◆ Supplied passage:
........

Numbers 16:1 Additional Commentaries
Context
Korah's Rebellion
1Now Korah the son of Izhar, the son of Kohath, the son of Levi, with Dathan and Abiram, the sons of Eliab, and On the son of Peleth, sons of Reuben, took action, 2and they rose up before Moses, together with some of the sons of Israel, two hundred and fifty leaders of the congregation, chosen in the assembly, men of renown.…
Cross References
Jude 1:11
Woe to them! They have taken the way of Cain; they have rushed for profit into Balaam's error; they have been destroyed in Korah's rebellion.

Exodus 6:21
The sons of Izhar were Korah, Nepheg and Zikri.

Numbers 15:41
I am the LORD your God, who brought you out of Egypt to be your God. I am the LORD your God.'"

Numbers 26:9
and the sons of Eliab were Nemuel, Dathan and Abiram. The same Dathan and Abiram were the community officials who rebelled against Moses and Aaron and were among Korah's followers when they rebelled against the LORD.

Deuteronomy 11:6
and what he did to Dathan and Abiram, sons of Eliab the Reubenite, when the earth opened its mouth right in the middle of all Israel and swallowed them up with their households, their tents and every living thing that belonged to them.

Psalm 106:16
In the camp they grew envious of Moses and of Aaron, who was consecrated to the LORD.

........

◆ Stored data:
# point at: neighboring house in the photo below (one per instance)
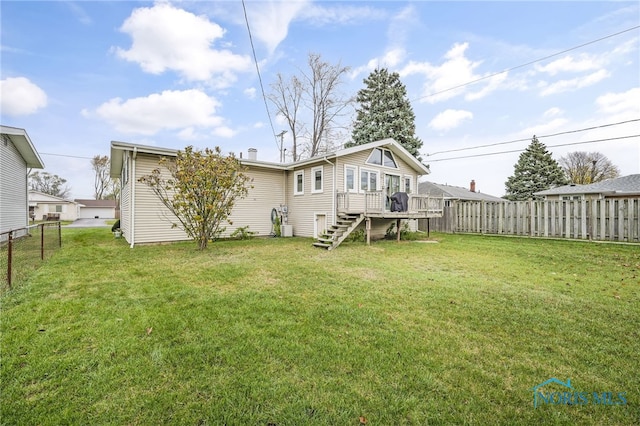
(455, 193)
(324, 197)
(96, 209)
(45, 206)
(622, 187)
(17, 157)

........

◆ Exercise A:
Could you return the stretch of the Numbers 16:1 text from "Numbers 15:41" through "to the LORD."?
◆ Exercise B:
How would you render this sentence from the Numbers 16:1 text in Spanish: "The sons of Izhar were Korah, Nepheg and Zikri."?
The material comes from a separate source.

◆ Solution A:
Numbers 15:41
I am the LORD your God, who brought you out of Egypt to be your God. I am the LORD your God.'"

Numbers 26:9
and the sons of Eliab were Nemuel, Dathan and Abiram. The same Dathan and Abiram were the community officials who rebelled against Moses and Aaron and were among Korah's followers when they rebelled against the LORD.

Deuteronomy 11:6
and what he did to Dathan and Abiram, sons of Eliab the Reubenite, when the earth opened its mouth right in the middle of all Israel and swallowed them up with their households, their tents and every living thing that belonged to them.

Psalm 106:16
In the camp they grew envious of Moses and of Aaron, who was consecrated to the LORD.

◆ Solution B:
Los hijos de Izhar fueron Korah, Nepheg y Zikri.